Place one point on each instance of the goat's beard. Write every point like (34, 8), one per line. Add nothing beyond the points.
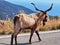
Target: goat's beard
(43, 23)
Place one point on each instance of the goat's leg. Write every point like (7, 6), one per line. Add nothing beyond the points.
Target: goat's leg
(38, 35)
(16, 37)
(32, 31)
(16, 40)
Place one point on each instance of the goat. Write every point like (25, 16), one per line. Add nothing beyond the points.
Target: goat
(26, 22)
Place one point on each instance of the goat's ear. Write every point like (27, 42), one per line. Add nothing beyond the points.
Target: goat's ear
(36, 7)
(49, 8)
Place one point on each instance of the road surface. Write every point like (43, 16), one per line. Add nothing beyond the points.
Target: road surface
(47, 39)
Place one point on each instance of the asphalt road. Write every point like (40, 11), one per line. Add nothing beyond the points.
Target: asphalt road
(47, 39)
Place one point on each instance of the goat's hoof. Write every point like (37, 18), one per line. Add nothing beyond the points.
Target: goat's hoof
(40, 40)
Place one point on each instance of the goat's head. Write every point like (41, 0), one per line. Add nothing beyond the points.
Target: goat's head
(43, 14)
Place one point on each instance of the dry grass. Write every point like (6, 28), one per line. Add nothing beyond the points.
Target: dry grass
(6, 27)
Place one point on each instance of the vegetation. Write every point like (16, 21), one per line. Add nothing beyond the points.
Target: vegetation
(6, 26)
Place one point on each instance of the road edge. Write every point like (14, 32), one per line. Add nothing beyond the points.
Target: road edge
(24, 34)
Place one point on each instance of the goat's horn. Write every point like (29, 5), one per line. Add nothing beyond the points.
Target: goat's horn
(36, 7)
(49, 8)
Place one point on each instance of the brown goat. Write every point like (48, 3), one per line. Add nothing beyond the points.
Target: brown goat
(20, 23)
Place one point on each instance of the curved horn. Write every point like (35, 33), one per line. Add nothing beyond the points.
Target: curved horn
(49, 8)
(36, 7)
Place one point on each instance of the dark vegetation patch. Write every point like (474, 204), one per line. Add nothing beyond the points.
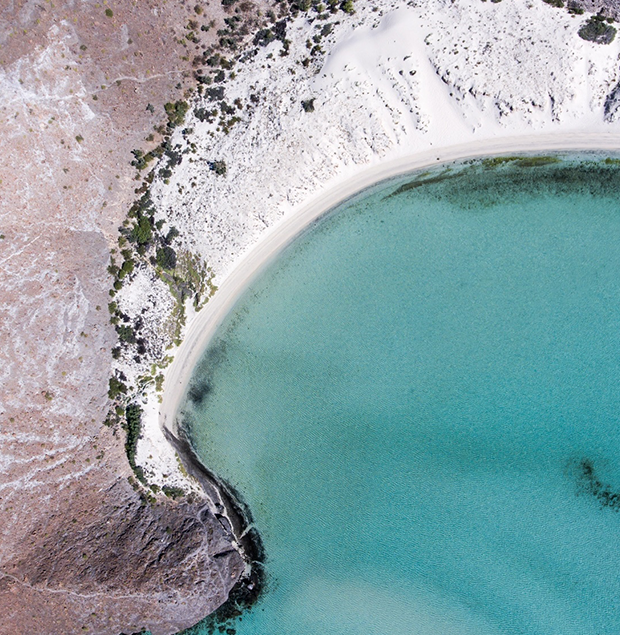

▸ **What is expected**
Can you update all the entries above so that every "road" becomes "street", with everything else unchanged and the pictures left out?

▸ **Result of the task**
Place one point on each instance of the goat's beard. Write every point like (34, 8), one per line. Add nothing beyond the points.
Target: goat's beard
(43, 23)
Place one point on each instance of the goat's leg. Write every point like (7, 6), one per line. Add nothing beyond the points.
Target: goat's leg
(38, 35)
(16, 37)
(32, 31)
(16, 40)
Place one point on each instance of the goat. Write every point like (25, 16), one per line. Add nothing beyond the points.
Target: goat
(26, 22)
Place one point on each instance of the goat's ear. Write every point like (27, 42), one per line. Add nothing beyond the points.
Target: goat's ear
(36, 7)
(49, 8)
Place one point on each instance of the street surface. Write every point like (43, 16), one per line. Add nothing beyond the points.
Target: street surface
(47, 39)
Place one point on each instance of the asphalt street. Write every point like (40, 11), one per line. Add nothing beyond the points.
Target: asphalt street
(47, 39)
Place one point on each instance of the goat's hoof. Write every point like (37, 18), one per line. Add nothing beyond the points.
Target: goat's hoof
(40, 40)
Place one point on each instance of the goat's head. Write every point like (41, 0), one per line. Add nothing beyond the points.
Target: goat's head
(43, 14)
Place one point on each instance of the dry grass. Write every point like (6, 28), one per line. Add nothing beyond the points.
Target: dry grass
(6, 27)
Place one point on each instance of the vegetation. Write every point like (16, 21), one per line. Add nothing beyond the points.
Target: vegetation
(6, 26)
Place one point on each instance of the street edge. Write every point like (14, 32), one per line. Add nothing beyond the points.
Target: street edge
(24, 34)
Place one point on each instance of the goat's horn. Write every point like (29, 5), one per line. Add nothing beyond the points.
Target: goat's horn
(36, 7)
(49, 8)
Place one point on each instance of the brown goat. Write every point like (48, 3), one per line. Add nothing beyond the points.
Target: brown goat
(20, 23)
Place one point on each instance of the curved horn. Write every point like (35, 33), one per line. Add nothing beyond the points.
Target: curved horn
(49, 8)
(36, 7)
Place one point on each instance of the dark vegetation patch. Write every point like (474, 204), one per line. Add nothing beyond the points.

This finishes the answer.